*Data entries*:
>> BEGIN

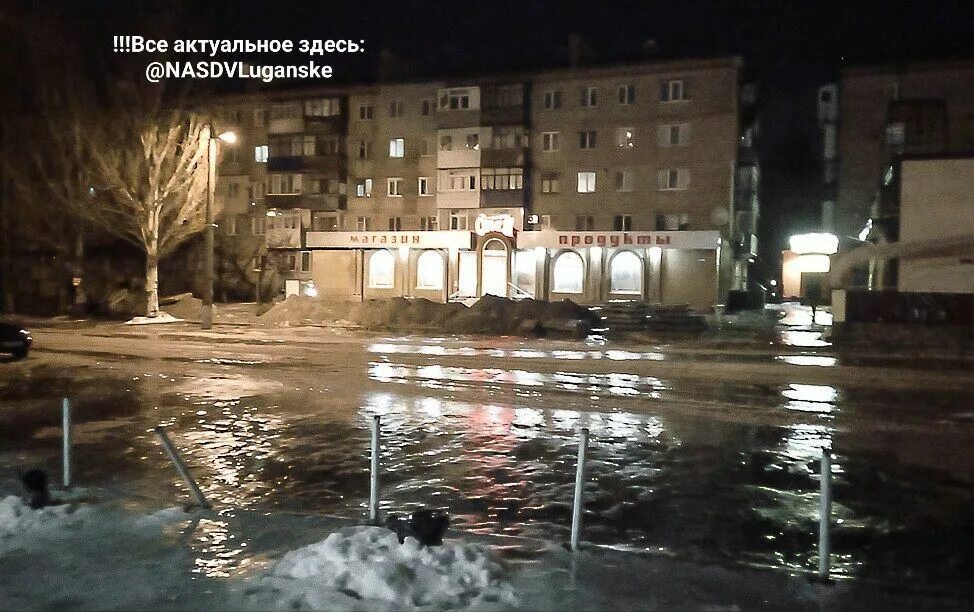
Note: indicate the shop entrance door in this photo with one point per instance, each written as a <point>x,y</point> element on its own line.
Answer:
<point>494,269</point>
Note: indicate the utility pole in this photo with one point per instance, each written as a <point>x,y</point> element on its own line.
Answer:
<point>206,314</point>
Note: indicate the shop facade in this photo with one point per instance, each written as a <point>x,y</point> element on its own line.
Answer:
<point>679,267</point>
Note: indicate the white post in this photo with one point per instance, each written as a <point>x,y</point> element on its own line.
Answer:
<point>374,473</point>
<point>181,467</point>
<point>825,512</point>
<point>579,481</point>
<point>66,441</point>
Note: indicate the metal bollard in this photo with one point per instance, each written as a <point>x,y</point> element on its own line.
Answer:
<point>825,514</point>
<point>66,442</point>
<point>579,481</point>
<point>181,467</point>
<point>374,473</point>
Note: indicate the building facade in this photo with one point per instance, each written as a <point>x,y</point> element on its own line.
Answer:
<point>886,113</point>
<point>624,182</point>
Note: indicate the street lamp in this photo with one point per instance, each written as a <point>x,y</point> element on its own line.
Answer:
<point>206,314</point>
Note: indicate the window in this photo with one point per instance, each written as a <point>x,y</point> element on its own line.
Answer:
<point>501,178</point>
<point>397,147</point>
<point>673,222</point>
<point>455,100</point>
<point>673,178</point>
<point>429,270</point>
<point>458,220</point>
<point>673,91</point>
<point>622,223</point>
<point>429,224</point>
<point>550,141</point>
<point>394,187</point>
<point>285,184</point>
<point>626,137</point>
<point>624,180</point>
<point>569,272</point>
<point>549,183</point>
<point>586,182</point>
<point>457,180</point>
<point>552,100</point>
<point>324,107</point>
<point>586,140</point>
<point>626,273</point>
<point>590,97</point>
<point>363,188</point>
<point>382,269</point>
<point>508,137</point>
<point>627,94</point>
<point>673,135</point>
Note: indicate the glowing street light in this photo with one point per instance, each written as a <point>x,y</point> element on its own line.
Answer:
<point>206,313</point>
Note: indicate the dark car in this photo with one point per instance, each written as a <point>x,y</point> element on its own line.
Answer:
<point>14,339</point>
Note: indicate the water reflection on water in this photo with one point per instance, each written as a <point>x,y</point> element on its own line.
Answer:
<point>688,483</point>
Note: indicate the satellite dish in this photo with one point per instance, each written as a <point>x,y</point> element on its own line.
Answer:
<point>719,216</point>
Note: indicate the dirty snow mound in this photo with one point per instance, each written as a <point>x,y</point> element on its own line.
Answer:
<point>367,568</point>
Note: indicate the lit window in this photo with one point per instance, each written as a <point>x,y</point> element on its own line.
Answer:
<point>397,147</point>
<point>363,188</point>
<point>586,182</point>
<point>569,272</point>
<point>590,97</point>
<point>626,274</point>
<point>627,94</point>
<point>429,270</point>
<point>552,100</point>
<point>626,137</point>
<point>549,141</point>
<point>673,91</point>
<point>382,269</point>
<point>394,187</point>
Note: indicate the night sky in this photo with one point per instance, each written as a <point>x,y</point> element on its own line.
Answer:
<point>789,49</point>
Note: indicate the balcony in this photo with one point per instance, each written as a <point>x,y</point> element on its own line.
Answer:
<point>315,202</point>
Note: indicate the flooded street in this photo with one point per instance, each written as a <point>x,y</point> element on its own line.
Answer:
<point>709,455</point>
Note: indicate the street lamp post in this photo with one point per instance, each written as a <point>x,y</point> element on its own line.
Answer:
<point>206,314</point>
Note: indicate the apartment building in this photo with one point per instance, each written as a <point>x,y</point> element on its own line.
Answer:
<point>888,112</point>
<point>618,182</point>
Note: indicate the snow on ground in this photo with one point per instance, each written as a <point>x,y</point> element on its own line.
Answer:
<point>367,568</point>
<point>162,317</point>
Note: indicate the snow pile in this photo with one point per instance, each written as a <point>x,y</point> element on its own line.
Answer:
<point>162,317</point>
<point>16,518</point>
<point>489,315</point>
<point>367,568</point>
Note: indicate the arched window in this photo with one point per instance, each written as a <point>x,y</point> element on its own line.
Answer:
<point>429,270</point>
<point>382,269</point>
<point>626,273</point>
<point>569,272</point>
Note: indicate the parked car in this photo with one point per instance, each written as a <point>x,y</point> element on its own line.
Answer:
<point>14,339</point>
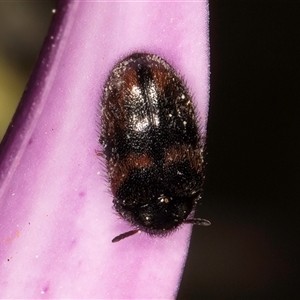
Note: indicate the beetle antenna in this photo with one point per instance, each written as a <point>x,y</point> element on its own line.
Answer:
<point>197,221</point>
<point>125,235</point>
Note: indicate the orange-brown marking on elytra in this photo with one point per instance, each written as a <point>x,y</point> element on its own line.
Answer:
<point>119,171</point>
<point>161,77</point>
<point>185,152</point>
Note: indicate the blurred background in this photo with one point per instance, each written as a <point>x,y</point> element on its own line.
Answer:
<point>251,193</point>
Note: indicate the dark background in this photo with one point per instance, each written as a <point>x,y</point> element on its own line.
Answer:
<point>251,192</point>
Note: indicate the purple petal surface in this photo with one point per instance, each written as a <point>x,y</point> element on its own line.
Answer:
<point>56,216</point>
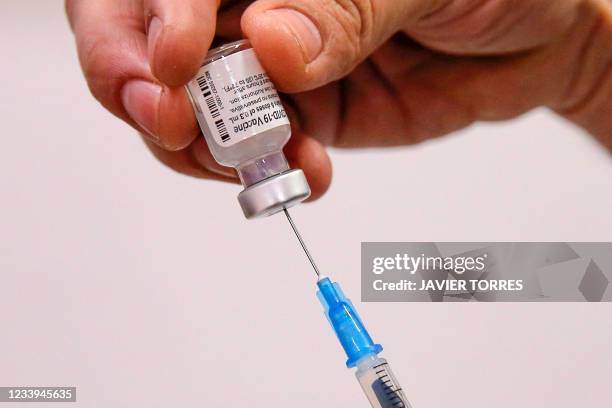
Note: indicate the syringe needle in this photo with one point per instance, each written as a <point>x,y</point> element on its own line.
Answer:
<point>297,234</point>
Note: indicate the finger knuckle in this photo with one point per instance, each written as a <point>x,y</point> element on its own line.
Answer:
<point>100,62</point>
<point>353,21</point>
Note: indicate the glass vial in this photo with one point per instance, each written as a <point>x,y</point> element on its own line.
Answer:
<point>246,127</point>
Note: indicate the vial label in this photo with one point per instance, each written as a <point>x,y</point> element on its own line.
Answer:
<point>236,98</point>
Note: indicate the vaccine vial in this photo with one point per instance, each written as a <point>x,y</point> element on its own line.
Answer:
<point>246,127</point>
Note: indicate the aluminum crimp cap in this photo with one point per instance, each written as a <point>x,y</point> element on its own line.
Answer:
<point>273,194</point>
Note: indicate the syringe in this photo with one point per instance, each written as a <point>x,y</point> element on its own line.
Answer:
<point>373,372</point>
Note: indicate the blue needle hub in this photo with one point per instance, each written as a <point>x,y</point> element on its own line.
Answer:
<point>345,321</point>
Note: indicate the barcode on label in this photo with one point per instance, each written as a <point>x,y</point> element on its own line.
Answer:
<point>213,108</point>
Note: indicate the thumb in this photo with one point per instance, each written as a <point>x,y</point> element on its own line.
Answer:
<point>304,44</point>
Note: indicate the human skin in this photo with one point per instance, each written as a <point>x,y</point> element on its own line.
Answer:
<point>358,73</point>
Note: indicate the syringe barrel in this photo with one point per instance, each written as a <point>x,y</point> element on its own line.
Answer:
<point>379,383</point>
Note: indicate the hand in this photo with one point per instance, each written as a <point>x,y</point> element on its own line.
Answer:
<point>357,73</point>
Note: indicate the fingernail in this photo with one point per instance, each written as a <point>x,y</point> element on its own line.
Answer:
<point>141,100</point>
<point>153,32</point>
<point>303,29</point>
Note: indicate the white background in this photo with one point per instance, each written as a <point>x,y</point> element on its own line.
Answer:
<point>145,288</point>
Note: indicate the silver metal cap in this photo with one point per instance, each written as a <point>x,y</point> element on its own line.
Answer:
<point>271,195</point>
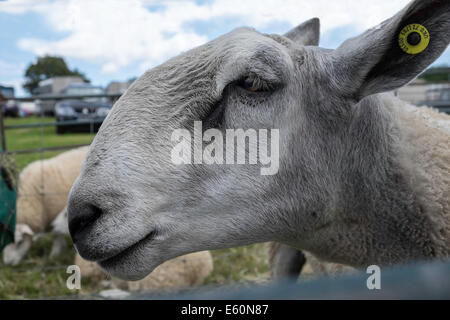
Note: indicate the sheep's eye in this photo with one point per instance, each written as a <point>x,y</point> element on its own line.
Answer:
<point>254,84</point>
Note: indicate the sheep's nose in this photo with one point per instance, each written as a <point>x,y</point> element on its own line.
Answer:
<point>80,218</point>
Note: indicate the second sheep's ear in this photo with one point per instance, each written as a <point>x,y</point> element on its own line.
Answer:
<point>389,56</point>
<point>306,34</point>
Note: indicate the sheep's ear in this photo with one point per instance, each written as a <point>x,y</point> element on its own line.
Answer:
<point>306,34</point>
<point>395,52</point>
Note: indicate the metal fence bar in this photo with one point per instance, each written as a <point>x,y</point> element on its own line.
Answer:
<point>49,124</point>
<point>62,97</point>
<point>71,146</point>
<point>2,132</point>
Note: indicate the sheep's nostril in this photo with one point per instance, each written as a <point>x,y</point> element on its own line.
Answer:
<point>80,219</point>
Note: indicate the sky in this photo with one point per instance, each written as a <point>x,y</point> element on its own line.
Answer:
<point>115,40</point>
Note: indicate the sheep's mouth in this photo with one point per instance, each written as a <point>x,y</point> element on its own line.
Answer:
<point>129,250</point>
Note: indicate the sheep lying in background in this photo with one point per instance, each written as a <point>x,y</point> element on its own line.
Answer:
<point>181,272</point>
<point>285,262</point>
<point>44,186</point>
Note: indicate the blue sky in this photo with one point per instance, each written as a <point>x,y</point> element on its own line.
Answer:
<point>116,40</point>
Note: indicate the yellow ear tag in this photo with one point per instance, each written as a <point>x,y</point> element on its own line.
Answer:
<point>414,38</point>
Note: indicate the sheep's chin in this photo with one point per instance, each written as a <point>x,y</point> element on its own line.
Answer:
<point>134,263</point>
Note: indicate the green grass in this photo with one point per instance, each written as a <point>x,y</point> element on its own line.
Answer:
<point>38,276</point>
<point>39,137</point>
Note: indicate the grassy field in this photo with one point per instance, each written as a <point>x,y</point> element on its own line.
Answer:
<point>37,276</point>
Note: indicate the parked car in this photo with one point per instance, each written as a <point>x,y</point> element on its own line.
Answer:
<point>85,114</point>
<point>11,109</point>
<point>443,104</point>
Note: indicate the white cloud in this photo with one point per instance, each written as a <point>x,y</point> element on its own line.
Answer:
<point>117,33</point>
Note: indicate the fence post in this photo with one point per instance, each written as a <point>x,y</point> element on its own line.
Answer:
<point>2,132</point>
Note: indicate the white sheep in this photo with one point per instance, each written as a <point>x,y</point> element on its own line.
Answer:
<point>43,189</point>
<point>181,272</point>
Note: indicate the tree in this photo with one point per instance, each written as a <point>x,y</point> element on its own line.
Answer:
<point>47,67</point>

>> END

*The exercise*:
Rescale the records from the line containing "Note: indicate the beetle" through the line containing "<point>56,216</point>", giving only those lines again, requests included, with both ends counted. Multiply every point coordinate in the answers by 0.75 and round each result to a whole number, rounding halves up.

*Output*:
Note: indicate the beetle antenna in this photo with one point per instance, each written as a <point>x,y</point> element on its own line.
Answer:
<point>148,166</point>
<point>94,176</point>
Note: indicate the orange-brown marking on elytra in this photo with one point per instance, each written as a <point>x,y</point> element on its own line.
Answer:
<point>89,128</point>
<point>121,58</point>
<point>139,114</point>
Note: indicate the blurred background in this photo with one point per instance, each written as a <point>x,y</point> element on its own line.
Answer:
<point>188,145</point>
Note: indicate the dark background in this photo with one point per instance, each written as a <point>x,y</point> element on its own line.
Answer:
<point>188,144</point>
Note: indicate the purple petal surface in this photo with one point per instance, each written as a <point>x,y</point> element on its own line.
Answer:
<point>42,162</point>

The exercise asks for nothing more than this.